EXCERPTED TEXT:
While it's interesting to eavesdrop on a pitch for the best in tomato fertilizers, it's far more fun to see what everybody is selling. In years gone by I'd largely avoided the plants, but this year (because of the garden) I've found myself lingering, and taking a few home to try.
Admittedly, my resistance is low when it comes to homemade things like jam, or a loaf of banana bread (especially if kids are operating the stand). With a grandson frequently underfoot, it's also a fun excuse to slip in a sweet treat to tuck away in the freezer for him
At our house, if left to our own devices and no alarm clock, neither human nor furry creature will wake until late into the morning. Therefore, by the time I'm returning with hot breakfast burritos and coffee, everybody's just beginning to stir, and we're all pretty hungry
It's a mealtime I look forward to all week
Mostly I limit myself to what my little bag will hold, but sometimes I buy a bit more. Last week, as I passed the beautiful stalks of rhubarb, I simply couldn't resist. They always bring back such happy memories of being a kid
Growing up on our family's farm, rhubarb grew down by the ditch, gallant and lanky amidst the new and delicate green. Whenever stalks began appearing on the kitchen counter, to me, they always meant
As I wandered through the market, I was surprised by the number of people looking right past the rhubarb. Maybe they weren't quite sure what to do with its tartness or withering nobs? Maybe they were waiting instead for the appearance of something more traditional, like strawberries or summer squash?

EXERCISE REQUIREMENTS:
1 – Name every specific food or drink mentioned in the market text, not counting the tomato in "tomato fertilizers."
2 – Repeat the part of the market text that begins with the words containing "While it's interesting" and ends with "home to try.".

Saved entries
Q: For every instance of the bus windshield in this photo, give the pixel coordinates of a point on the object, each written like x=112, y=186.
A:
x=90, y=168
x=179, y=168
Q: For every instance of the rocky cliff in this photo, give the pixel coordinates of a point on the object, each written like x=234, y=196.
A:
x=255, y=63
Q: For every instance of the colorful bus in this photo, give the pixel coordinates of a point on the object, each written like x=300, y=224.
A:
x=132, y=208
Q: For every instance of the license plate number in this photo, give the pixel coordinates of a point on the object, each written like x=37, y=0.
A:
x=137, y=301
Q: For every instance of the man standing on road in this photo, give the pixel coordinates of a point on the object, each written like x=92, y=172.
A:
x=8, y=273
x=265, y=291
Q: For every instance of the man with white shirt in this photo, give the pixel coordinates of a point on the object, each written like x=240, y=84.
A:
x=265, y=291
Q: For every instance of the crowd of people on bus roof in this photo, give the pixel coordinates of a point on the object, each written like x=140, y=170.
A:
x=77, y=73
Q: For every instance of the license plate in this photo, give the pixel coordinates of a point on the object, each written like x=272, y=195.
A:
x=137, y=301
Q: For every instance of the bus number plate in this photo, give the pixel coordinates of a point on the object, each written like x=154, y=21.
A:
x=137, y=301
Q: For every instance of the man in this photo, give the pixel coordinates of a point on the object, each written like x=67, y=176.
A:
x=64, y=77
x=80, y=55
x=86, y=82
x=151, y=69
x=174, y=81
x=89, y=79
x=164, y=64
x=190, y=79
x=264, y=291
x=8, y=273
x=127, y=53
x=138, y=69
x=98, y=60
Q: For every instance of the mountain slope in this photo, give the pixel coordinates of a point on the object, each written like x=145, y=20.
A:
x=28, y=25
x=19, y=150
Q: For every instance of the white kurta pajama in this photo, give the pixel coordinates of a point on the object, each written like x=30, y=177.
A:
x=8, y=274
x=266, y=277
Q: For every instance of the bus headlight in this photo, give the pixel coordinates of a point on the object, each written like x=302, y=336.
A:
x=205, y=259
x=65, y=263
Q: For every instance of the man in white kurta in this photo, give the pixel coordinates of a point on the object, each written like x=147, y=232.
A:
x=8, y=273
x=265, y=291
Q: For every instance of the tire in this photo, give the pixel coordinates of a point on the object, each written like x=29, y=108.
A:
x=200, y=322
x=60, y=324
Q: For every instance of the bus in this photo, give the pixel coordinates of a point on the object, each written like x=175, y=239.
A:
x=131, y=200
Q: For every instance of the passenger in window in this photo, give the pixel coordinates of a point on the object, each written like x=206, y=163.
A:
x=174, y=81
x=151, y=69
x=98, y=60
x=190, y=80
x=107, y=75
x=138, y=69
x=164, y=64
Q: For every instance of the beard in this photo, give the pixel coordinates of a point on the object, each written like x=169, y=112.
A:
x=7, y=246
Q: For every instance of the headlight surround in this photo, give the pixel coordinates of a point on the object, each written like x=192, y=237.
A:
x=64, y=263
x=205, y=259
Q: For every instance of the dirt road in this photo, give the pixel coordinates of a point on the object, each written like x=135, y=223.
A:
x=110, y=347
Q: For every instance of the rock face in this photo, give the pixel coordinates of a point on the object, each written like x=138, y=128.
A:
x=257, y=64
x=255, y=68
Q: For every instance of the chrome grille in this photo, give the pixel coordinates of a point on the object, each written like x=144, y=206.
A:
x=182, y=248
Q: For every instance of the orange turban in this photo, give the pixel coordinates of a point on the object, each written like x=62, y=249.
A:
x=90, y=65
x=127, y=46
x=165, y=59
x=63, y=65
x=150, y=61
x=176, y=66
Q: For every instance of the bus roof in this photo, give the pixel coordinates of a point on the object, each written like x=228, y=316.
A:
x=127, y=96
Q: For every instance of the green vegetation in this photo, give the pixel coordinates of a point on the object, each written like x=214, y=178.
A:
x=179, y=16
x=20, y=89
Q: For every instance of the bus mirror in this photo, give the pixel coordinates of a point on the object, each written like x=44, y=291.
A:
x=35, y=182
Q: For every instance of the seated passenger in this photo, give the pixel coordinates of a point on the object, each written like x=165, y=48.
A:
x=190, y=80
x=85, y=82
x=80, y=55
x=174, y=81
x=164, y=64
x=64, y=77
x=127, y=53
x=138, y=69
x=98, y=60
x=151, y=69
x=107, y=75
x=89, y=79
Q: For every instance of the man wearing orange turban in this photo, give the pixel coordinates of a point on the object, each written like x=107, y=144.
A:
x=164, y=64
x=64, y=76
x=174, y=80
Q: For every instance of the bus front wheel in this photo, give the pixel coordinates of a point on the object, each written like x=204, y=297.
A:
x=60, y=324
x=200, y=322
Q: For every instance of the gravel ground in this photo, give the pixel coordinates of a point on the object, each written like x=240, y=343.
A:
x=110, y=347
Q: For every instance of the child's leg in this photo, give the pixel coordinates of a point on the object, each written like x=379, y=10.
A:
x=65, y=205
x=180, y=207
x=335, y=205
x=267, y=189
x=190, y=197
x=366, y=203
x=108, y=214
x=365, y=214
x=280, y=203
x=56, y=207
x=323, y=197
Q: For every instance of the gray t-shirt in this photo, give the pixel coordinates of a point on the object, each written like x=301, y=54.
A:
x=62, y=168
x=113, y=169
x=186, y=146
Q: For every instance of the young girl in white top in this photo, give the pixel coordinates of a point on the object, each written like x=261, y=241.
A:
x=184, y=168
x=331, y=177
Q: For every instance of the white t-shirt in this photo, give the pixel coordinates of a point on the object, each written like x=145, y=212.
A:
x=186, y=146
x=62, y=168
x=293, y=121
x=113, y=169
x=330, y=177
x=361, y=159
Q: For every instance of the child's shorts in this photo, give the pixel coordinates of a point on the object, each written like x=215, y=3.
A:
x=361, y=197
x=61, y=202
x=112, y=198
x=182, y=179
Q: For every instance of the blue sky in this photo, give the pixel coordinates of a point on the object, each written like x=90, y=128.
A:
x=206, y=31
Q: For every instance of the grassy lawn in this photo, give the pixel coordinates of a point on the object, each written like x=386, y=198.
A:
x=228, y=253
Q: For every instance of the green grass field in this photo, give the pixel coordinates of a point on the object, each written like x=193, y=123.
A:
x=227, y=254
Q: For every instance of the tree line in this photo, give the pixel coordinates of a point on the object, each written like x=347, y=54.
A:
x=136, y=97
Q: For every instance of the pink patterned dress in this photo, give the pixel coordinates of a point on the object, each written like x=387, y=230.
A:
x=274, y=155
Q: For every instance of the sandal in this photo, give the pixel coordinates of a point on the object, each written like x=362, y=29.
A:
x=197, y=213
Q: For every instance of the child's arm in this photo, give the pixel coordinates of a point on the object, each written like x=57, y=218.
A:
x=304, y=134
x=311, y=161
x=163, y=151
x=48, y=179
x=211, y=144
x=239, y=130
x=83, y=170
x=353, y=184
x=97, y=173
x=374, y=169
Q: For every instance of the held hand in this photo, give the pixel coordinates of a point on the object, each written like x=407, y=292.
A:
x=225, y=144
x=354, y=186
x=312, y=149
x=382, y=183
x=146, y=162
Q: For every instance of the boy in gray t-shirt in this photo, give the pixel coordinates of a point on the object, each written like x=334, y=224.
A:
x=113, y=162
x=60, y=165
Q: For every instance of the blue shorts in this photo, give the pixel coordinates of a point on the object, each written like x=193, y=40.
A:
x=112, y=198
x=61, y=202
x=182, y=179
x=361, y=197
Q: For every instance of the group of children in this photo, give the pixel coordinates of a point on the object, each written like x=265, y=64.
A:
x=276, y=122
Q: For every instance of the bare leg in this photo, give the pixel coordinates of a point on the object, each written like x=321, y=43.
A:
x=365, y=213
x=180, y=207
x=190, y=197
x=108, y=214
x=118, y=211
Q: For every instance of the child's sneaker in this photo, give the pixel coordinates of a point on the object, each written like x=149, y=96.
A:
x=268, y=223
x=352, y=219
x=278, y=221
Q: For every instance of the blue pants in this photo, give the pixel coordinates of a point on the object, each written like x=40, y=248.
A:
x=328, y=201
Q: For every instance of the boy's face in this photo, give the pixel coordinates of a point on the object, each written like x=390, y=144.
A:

RESPONSES PER TASK:
1 – Jam, banana bread, hot breakfast burritos, coffee, rhubarb, strawberries, summer squash

2 –
While it's interesting to eavesdrop on a pitch for the best in tomato fertilizers, it's far more fun to see what everybody is selling. In years gone by I'd largely avoided the plants, but this year (because of the garden) I've found myself lingering, and taking a few home to try.